-------- Text section --------
Preface

A great challenge for researchers with many applications in the applied sciences is to use vast available data sets and blend them with differential equations. For instance these methods can be used for verification and validation processes, which need to be undertaken in order to design well-functioning simulation software. This is also of special interest to the Max Planck Institute. Concretely, we are interested in finding the relationship between two black-box functions \(u\) and \(f\) based on possibly noisy data \(\{X_u, u(X_u)\}\) and \(\{X_f, f(X_f)\}\). That is, in specifying the form of the transformation \(\mathcal{L}_x^{\phi} u(x) = f(x)\). We presume to know the form of the transformation \(\mathcal{L}_x^{\phi}\) up to a set of unknown parameters \(\phi\). This setup falls under the broad range of so-called inverse problems, which occur often in diverse scientific disciplines. An example application would be to take the classical problem of heat conduction in a medium with unknown conductivity properties. The distribution of temperature is then governed by the Heat Equation, which is a type of PDE. The thermal diffusivity coefficient would, however, be unknown and needs to be estimated. Using Gaussian Processes to create a framework shedding light on the optimal parameters of the transformation \(\mathcal{L}_x^{\phi}\) has many advantages. They can be used as flexible priors, describing a distribution over functions and provide a powerful training procedure, coming from a probabilistic viewpoint. They can themselves be seen as a one-layer neural network with infinitely many hidden units. In contrast to meshless methods, the optimal (hyper-)parameters can be learned by minimizing the negative log-likelihood function and don’t have to be guessed or tuned manually. Whereas the main difference to latent force models, which are one of the few existing frameworks for combining machine learning tools with differential equations, is, that there is no need to solve the differential equation either analytically or numerically.
-------- Input material --------
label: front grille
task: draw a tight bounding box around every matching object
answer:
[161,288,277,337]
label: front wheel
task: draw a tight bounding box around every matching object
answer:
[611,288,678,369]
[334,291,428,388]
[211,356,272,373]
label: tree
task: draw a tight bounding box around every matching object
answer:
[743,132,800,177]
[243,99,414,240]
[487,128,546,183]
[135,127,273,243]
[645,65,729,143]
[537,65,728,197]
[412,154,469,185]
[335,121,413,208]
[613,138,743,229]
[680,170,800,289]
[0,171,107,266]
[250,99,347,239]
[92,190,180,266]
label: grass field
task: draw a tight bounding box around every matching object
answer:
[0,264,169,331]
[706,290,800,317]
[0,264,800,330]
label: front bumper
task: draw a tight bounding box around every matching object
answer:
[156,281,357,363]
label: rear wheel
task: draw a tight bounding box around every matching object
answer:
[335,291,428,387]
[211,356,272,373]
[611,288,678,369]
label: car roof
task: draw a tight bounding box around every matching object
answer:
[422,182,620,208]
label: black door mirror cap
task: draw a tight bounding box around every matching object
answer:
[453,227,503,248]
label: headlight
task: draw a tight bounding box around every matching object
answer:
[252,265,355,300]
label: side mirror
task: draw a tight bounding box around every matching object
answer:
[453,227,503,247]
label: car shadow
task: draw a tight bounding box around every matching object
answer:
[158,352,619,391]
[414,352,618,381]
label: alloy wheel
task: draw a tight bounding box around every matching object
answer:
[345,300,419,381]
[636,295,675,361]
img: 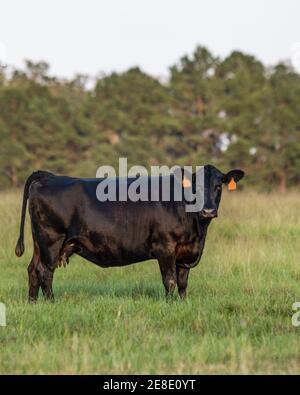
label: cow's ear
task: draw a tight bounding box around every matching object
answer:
[223,169,245,184]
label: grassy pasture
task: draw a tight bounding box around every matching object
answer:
[0,191,300,374]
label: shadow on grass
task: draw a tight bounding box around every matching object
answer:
[54,283,165,300]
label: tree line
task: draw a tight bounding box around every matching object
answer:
[0,47,300,191]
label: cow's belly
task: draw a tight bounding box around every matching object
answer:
[77,248,151,268]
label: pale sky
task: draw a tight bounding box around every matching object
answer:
[0,0,300,77]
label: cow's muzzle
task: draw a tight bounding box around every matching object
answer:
[200,208,218,218]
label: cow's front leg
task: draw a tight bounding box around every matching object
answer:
[176,266,190,299]
[158,256,176,299]
[37,264,54,301]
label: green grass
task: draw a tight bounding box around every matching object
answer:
[0,192,300,374]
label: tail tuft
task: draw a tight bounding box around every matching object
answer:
[15,238,25,257]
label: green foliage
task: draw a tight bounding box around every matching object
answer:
[0,47,300,190]
[0,191,300,374]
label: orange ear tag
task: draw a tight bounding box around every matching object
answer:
[182,177,192,188]
[228,177,236,191]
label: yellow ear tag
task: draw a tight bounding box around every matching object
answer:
[182,176,192,188]
[228,177,236,191]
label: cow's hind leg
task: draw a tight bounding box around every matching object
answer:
[27,242,40,302]
[158,256,176,299]
[176,266,190,299]
[37,238,63,301]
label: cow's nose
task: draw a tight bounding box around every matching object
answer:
[202,208,218,218]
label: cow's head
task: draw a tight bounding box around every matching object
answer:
[199,165,245,219]
[182,165,245,219]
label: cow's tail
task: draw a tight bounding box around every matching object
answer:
[15,170,53,257]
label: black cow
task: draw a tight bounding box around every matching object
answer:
[15,165,244,301]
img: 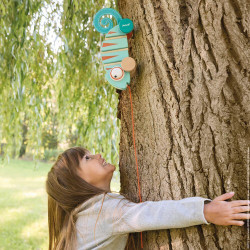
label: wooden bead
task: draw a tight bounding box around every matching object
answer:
[121,57,136,72]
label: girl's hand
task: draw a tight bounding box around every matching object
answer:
[204,193,250,226]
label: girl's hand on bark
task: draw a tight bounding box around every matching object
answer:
[204,193,250,226]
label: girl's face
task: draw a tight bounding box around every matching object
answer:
[79,151,115,191]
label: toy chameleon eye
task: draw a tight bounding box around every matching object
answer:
[110,67,124,81]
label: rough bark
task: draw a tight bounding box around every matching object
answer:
[118,0,250,250]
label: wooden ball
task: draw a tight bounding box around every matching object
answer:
[121,57,136,72]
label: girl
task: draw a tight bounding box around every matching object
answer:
[46,147,250,250]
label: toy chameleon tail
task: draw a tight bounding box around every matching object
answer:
[93,8,122,34]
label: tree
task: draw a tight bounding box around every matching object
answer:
[118,0,250,250]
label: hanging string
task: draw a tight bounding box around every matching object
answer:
[128,85,143,248]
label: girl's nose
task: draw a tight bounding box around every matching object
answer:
[96,154,102,159]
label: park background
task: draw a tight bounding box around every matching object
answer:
[0,0,120,250]
[0,0,250,250]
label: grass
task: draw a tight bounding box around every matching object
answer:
[0,159,120,250]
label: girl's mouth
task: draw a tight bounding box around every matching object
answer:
[102,160,108,166]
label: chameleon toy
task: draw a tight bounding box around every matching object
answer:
[93,8,136,90]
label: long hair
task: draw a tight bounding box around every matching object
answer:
[46,147,138,250]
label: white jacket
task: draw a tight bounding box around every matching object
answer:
[76,193,212,250]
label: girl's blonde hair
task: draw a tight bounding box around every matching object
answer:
[46,147,139,250]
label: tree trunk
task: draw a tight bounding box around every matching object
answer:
[118,0,250,250]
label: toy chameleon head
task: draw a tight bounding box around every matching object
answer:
[93,8,136,90]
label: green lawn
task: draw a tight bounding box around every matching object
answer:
[0,159,120,250]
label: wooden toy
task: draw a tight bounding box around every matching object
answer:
[93,8,143,248]
[93,8,136,90]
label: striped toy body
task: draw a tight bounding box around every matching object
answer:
[101,25,130,90]
[93,8,135,90]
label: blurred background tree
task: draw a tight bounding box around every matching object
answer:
[0,0,120,164]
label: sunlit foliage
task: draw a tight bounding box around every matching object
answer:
[0,0,119,166]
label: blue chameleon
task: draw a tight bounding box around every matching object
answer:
[93,8,136,90]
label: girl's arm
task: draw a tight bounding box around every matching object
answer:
[109,197,212,234]
[204,192,250,226]
[109,193,250,234]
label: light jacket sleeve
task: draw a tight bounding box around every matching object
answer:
[108,197,212,235]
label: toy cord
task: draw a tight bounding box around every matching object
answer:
[128,85,143,248]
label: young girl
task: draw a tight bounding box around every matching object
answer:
[46,147,250,250]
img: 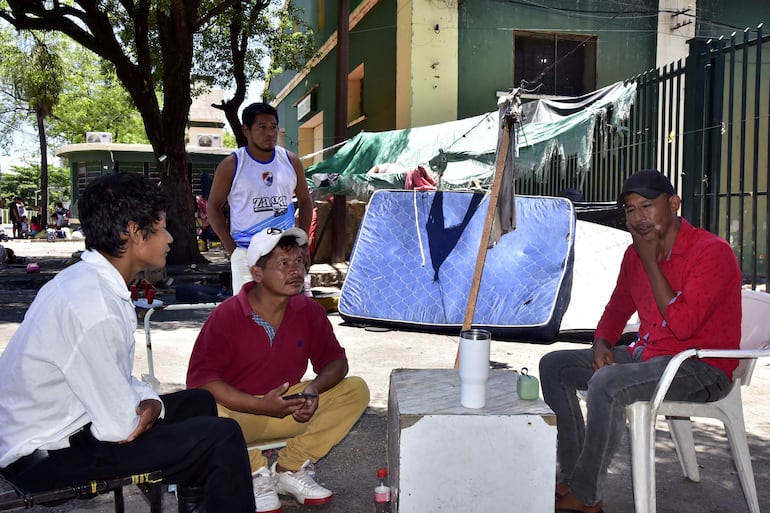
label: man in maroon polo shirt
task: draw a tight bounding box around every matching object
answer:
[187,228,369,513]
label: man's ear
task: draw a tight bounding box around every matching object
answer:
[668,194,682,214]
[126,221,144,243]
[254,265,262,283]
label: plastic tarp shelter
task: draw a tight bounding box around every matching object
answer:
[306,82,636,195]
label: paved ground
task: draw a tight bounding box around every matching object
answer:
[0,241,770,513]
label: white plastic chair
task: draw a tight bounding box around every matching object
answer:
[626,290,770,513]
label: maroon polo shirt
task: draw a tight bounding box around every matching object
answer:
[595,218,741,379]
[187,282,346,395]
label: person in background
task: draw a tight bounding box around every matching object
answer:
[540,170,741,513]
[0,173,255,513]
[8,196,24,239]
[29,216,43,238]
[187,228,369,512]
[206,103,313,294]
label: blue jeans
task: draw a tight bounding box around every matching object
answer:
[540,346,730,505]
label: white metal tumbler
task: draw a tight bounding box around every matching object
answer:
[460,329,492,408]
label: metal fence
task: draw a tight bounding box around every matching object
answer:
[516,25,770,288]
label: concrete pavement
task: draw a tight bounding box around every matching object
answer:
[0,241,770,513]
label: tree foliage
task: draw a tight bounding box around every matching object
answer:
[0,0,316,263]
[2,163,72,212]
[48,43,148,144]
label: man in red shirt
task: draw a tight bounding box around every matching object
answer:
[187,228,369,512]
[540,170,741,513]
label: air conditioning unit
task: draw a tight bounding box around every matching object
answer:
[195,134,222,148]
[86,132,112,144]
--------
**What you will do:**
A – In the preface, which coefficient is said to be unknown in the heat conduction example?
B – Revise the rows, starting at the line that has "label: car shadow" and stopping after the line that has "[54,283,165,300]". Replace "grassy pasture" with "open pasture" and leave the picture out.

**Task-by-task outputs:**
A – The thermal diffusivity coefficient.

B –
label: car shadow
task: draw a tight bounding box around every matching object
answer:
[158,352,619,391]
[414,352,618,381]
label: alloy wheel
task: draw a tight bounding box around every matching object
answer:
[345,300,419,381]
[636,295,675,361]
img: 
label: cow's ear
task: draw a tight bounding box around every matching object
answer:
[223,169,245,184]
label: open pasture
task: draw a tight bounding box around every matching object
answer:
[0,191,300,374]
label: shadow on grass
task: draw a tight bounding box around every matching object
answer:
[54,283,165,300]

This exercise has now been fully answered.